[start SOURCE DATA]

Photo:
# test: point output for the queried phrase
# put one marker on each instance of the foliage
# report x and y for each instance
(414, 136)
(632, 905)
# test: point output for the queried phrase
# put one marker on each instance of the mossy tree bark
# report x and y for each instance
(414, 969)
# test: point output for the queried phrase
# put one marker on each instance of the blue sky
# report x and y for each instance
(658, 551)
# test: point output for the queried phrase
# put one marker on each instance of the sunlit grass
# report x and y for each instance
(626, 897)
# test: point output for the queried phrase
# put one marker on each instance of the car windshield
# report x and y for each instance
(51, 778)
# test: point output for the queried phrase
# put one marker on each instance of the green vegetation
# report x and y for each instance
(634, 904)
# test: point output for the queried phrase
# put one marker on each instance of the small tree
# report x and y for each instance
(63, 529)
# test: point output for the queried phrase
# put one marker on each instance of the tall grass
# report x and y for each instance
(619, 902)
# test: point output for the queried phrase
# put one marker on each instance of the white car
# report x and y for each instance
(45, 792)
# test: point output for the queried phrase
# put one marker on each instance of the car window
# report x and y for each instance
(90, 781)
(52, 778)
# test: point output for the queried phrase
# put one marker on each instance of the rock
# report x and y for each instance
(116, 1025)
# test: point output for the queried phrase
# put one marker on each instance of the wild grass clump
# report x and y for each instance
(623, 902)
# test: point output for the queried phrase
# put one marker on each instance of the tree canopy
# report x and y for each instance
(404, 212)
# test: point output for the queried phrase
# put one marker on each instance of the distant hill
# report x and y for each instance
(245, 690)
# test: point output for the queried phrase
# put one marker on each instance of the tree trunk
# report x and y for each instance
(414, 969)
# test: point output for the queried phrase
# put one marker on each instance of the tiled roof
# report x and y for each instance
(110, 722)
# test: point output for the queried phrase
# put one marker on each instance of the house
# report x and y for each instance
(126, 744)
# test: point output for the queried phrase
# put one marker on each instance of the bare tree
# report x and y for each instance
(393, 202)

[end SOURCE DATA]

**DIRECTIONS FOR THIS TASK:**
Reproduce the complete set of lines precisely as supplied.

**EXERCISE RESPONSE:**
Photo:
# test: point output for the queried phrase
# put one marker on each instance of the foliage
# report x and y for each instance
(414, 136)
(632, 905)
# test: point output for the queried phrase
# put one marker on each instance of the mossy tree bark
# report x and y for each instance
(414, 969)
# test: point output for the queried phrase
# put one marker on each instance of the blue sky
# report x and y for each instance
(658, 551)
# test: point output for the queried phrase
# put one marker on each instance of the sunlit grass
# report x and y for each instance
(626, 897)
# test: point output for the queried phrase
# put one marker on each instance of the car windshield
# report x and y for each instance
(51, 778)
# test: point output for the queried phrase
# put one marker on each instance of the green vegetation
# report x and y for each instance
(634, 904)
# test: point output for the queried phrase
# put one marker on each instance of the small tree
# report x and y for each instance
(63, 529)
# test: point output for the queried phrase
# put one marker on each instance of the tall grass
# report x and y for each instance
(619, 902)
# test: point output for the queried phrase
# put one marker on each instance of the white car
# report x and y for each instance
(45, 792)
# test: point output for the queried phrase
# put one marker on each instance of the car window
# report x and y for each instance
(90, 781)
(52, 778)
# test: point output for the queried phrase
# put one marker on each instance of the rock
# report x and y for each instance
(116, 1025)
# test: point output for the queried phrase
# put one marker on each instance of the wild grass clump
# report x and y for each instance
(623, 902)
# test: point output for the queried phrase
# put one marker on each instance of the tree canopy
# report x and y for each instance
(404, 212)
# test: point output for the queried phrase
# put one marker on each instance of the distant hill
# report x and y for each instance
(245, 690)
# test: point output for the queried phrase
# put one marker on each instance of the tree trunk
# report x and y for each instance
(414, 969)
# test: point output for the queried phrase
# put one marker on each instance of the tiled roof
# report x and y for each instance
(110, 722)
# test: point output for the queried phrase
# put one marker on each instance of the house
# report x and y for each instance
(126, 744)
# test: point output for the queried phrase
# put one marker on each instance of the bare tree
# report x and y for each instance
(393, 202)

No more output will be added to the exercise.